INSTRUCTIONS -
(1) Which methods do the data extraction instructions name for you to create? List every one.
(2) In the data extraction instructions, what is the passage that begins with the words "Now you will" and ends with "of the credentials."? Reproduce it word for word.
(3) According to the data extraction instructions, what does the read_db_creds method return?

EXCERPTED TEXT -
◇ ◇ ◇ ◇ ◇ ◇ ◇
- Extract and clean datasets from different sources

In [None]:
#%% import all classes/ methods developed for data manipulations
from data_extraction import DataExtractor
from data_cleaning import DataCleaning
from database_utils import DatabaseConnector

The historical data of users is currently stored in an AWS database in the cloud.
You will now create methods in your DataExtractor and DatabaseConnector class which help extract the information from an AWS RDS database.  
Following the steps:

Create a db_creds.yaml file containing the database credentials

You should add your db_creds.yaml file to the .gitignore file in your repository, so that the database credentials are not uploaded to your public GitHub repository.
If you don't currently have a .gitignore file, you can create one by typing touch .gitignore in the terminal. Then just add the names of any files you don't want git to track.


Now you will need to develop methods in your DatabaseConnector class to extract the data from the database.


Step 2:

Create a method read_db_creds this will read the credentials yaml file and return a dictionary of the credentials.
You will need to pip install PyYAML and import yaml to do this.


Step 3:

Now create a method init_db_engine which will read the credentials from the return of read_db_creds and initialise and return an sqlalchemy database engine.


Step 4:

Using the engine from init_db_engine create a method list_db_tables to list all the tables in the database so you know which tables you can extract data from.
Develop a method inside your DataExtractor class to read the data from the RDS database.
◇ ◇ ◇ ◇ ◇ ◇ ◇
DATASET -
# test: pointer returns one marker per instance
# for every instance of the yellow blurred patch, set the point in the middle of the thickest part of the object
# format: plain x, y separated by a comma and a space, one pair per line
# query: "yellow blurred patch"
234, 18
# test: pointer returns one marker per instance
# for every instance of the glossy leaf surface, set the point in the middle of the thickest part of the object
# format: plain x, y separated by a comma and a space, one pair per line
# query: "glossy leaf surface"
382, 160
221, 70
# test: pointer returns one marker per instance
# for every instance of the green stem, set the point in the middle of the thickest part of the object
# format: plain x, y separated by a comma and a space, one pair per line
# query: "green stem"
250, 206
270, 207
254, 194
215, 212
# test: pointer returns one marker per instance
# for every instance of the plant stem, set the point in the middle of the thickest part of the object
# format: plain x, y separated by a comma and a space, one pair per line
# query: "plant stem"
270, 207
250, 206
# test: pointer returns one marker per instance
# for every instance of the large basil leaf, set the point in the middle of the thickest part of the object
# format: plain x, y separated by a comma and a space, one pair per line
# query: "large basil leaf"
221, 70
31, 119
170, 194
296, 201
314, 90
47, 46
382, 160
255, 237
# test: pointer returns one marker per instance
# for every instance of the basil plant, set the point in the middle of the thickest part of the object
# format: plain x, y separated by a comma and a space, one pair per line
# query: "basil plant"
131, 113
◇ ◇ ◇ ◇ ◇ ◇ ◇
WORKED ANSWERS -
(1) read_db_creds, init_db_engine, list_db_tables

(2)
Now you will need to develop methods in your DatabaseConnector class to extract the data from the database.


Step 2:

Create a method read_db_creds this will read the credentials yaml file and return a dictionary of the credentials.

(3) A dictionary of the credentials.